TEXT UNDER STUDY:
Freedom (5) Clash
If we participate in society, most of what we do will affect others and often limit their freedom. Here is another example. In the UK a significant percentage of the people hospitalised with Covid were unvaccinated, despite the unvaccinated being a significantly smaller proportion of the population.
If a person who is not vaccinated gets infected with Covid, Tuberculosis, Smallpox, etc. becomes seriously ill and needs hospital care, they will expect nurses and doctors to risk their own health while taking care of them during their sickness. The nurses (who will be doing most of the care) and the doctors who support them don’t get a choice. Most nurses hate having to wear PPE all day because it is massively unpleasant and hard to wear safely, but they don’t get a choice. The freedom of the person who chooses not to get vaccinated comes at the cost of the freedom of those who have to care for them.
Not everyone who chooses not to be vaccinated will get seriously ill, so they can choose to run the risk, but a percentage of the group will end up needing hospital care. The risk for each individual is small, but the risk of the group as a whole is certain. At the time when they make their decision, the individuals don’t know if they will become seriously ill or not, but they hope not. The nurses have to deal with the risk that comes from the entire group, which is serious because it is certain that some of the group will get seriously ill.
This is a situation where a whole lot of low-risk, self-interested decisions by individual people create a significant risk for the nurses who have to care for those in the group whose choice proves to be wrong. And the more people that choose the self-interested option, the greater the risks for nurses become. This is not a trivial risk, because numerous nurses have died of Covid contracted while caring for others.
If the illness gets really serious and the person spends a couple of weeks in an Intensive Care Unit, several people who were booked for surgery will have it cancelled, because the ICU beds necessary to diminish the risk of complications from the surgery are not available for the couple of days when they might need.
The free actions of people in a group can often reduce the freedom of others. The choice of one person might not make much difference, but the choices of the group as a whole do. That raises the question of how committed people are to putting their own benefit and needs ahead of the good of society ahead.
In these situations, where there is a conflict between freedoms, I notice that the people who are actively pursuing their personal freedom, the self-interested usually come out ahead of those who are committed to serving the needs of others. This tells us something about the state of our culture.

GIVEN ENTRIES:
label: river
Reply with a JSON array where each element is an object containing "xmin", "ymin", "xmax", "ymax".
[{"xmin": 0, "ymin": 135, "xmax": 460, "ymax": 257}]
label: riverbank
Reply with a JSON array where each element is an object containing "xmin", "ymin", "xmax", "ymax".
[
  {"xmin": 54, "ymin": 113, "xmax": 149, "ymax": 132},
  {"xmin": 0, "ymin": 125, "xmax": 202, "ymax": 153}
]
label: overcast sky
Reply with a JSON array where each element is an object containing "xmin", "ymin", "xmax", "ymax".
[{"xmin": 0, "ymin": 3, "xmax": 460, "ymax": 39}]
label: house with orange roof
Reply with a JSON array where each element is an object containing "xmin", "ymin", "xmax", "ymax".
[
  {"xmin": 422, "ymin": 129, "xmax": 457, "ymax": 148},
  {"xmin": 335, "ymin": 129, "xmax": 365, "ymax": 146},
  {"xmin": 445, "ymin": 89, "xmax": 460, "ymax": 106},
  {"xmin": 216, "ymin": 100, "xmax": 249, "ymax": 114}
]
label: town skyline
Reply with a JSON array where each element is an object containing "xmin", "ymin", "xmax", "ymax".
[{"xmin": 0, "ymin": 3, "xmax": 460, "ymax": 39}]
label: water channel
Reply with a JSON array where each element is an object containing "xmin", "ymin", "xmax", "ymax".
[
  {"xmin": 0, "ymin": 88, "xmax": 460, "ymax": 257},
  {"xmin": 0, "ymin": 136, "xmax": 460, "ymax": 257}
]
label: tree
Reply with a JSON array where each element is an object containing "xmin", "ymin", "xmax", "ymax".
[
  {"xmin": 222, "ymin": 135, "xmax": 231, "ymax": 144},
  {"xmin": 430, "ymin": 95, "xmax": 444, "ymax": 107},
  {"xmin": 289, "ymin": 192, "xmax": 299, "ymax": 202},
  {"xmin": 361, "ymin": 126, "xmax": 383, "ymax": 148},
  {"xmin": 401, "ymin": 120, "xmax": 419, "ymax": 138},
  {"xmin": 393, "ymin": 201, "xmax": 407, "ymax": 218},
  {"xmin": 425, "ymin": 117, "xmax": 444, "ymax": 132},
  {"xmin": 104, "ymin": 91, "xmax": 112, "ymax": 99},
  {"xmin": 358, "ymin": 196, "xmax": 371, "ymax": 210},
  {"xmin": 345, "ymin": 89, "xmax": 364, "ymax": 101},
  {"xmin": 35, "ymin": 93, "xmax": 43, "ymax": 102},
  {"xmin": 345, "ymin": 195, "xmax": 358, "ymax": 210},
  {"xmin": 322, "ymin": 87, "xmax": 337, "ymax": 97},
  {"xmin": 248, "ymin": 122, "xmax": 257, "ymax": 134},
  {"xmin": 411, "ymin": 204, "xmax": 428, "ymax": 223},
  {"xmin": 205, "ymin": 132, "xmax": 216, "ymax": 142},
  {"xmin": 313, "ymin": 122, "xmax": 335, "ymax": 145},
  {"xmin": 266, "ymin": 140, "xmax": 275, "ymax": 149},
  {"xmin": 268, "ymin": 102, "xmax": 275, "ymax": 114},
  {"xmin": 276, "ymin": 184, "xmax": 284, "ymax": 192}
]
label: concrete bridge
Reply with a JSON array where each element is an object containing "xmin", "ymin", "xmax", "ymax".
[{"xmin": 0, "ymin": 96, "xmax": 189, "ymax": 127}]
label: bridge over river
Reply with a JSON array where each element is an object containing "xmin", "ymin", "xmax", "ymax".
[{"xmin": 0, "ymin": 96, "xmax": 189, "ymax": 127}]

ACTIVITY 1:
According to the text on freedom, what happens to people booked for surgery when a seriously ill person spends a couple of weeks in an Intensive Care Unit?
ACTIVITY 2:
Write out the part of the text on freedom that opens with the words containing "This is a situation" and closes with "they might need.".

ANSWER 1:
Their surgery is cancelled, because the ICU beds needed to reduce the risk of complications are not available.

ANSWER 2:
This is a situation where a whole lot of low-risk, self-interested decisions by individual people create a significant risk for the nurses who have to care for those in the group whose choice proves to be wrong. And the more people that choose the self-interested option, the greater the risks for nurses become. This is not a trivial risk, because numerous nurses have died of Covid contracted while caring for others.
If the illness gets really serious and the person spends a couple of weeks in an Intensive Care Unit, several people who were booked for surgery will have it cancelled, because the ICU beds necessary to diminish the risk of complications from the surgery are not available for the couple of days when they might need.